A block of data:

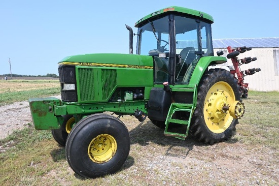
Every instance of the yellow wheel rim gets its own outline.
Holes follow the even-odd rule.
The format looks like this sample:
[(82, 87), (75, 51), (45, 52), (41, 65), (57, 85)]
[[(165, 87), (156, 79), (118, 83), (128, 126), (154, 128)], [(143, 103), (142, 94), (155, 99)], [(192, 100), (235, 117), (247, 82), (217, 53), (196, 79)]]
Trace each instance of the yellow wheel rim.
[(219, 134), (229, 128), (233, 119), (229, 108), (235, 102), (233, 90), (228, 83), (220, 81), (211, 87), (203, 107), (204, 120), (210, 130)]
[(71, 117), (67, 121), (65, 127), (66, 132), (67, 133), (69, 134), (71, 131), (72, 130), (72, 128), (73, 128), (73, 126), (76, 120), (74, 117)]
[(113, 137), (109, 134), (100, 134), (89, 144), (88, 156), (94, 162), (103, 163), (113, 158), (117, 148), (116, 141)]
...
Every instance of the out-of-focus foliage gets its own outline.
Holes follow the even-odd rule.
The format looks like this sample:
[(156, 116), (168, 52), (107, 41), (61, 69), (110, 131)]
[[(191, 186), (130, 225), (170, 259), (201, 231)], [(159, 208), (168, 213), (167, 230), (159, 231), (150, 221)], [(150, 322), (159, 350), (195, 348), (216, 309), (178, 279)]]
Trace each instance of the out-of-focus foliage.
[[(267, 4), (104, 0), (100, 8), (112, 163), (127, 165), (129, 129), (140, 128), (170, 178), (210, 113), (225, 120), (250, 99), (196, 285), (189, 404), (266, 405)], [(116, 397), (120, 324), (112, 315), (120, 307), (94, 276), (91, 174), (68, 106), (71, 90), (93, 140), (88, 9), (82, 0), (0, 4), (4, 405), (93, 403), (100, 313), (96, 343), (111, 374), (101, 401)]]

**Stated problem:** Rewrite the records beginning with the line containing "Every instance of the yellow" and ending with the line containing "120), (74, 117)]", swapping "wheel rim" for "hubcap" and changing nothing else.

**Exercise output:**
Every instance of the yellow hubcap gets its own outline.
Holes follow the even-odd rule.
The format looks like this sample:
[(82, 87), (75, 51), (45, 52), (41, 65), (57, 85)]
[[(165, 87), (156, 79), (118, 83), (128, 126), (154, 128)], [(143, 103), (142, 94), (155, 99)], [(192, 100), (235, 117), (247, 82), (217, 53), (196, 79)]]
Trace each instance of the yellow hubcap.
[(219, 134), (229, 128), (233, 119), (229, 108), (235, 102), (233, 90), (228, 83), (220, 81), (211, 87), (203, 107), (204, 120), (210, 130)]
[(71, 117), (67, 121), (65, 127), (66, 132), (67, 133), (69, 134), (71, 131), (72, 130), (72, 128), (73, 128), (73, 126), (76, 120), (74, 117)]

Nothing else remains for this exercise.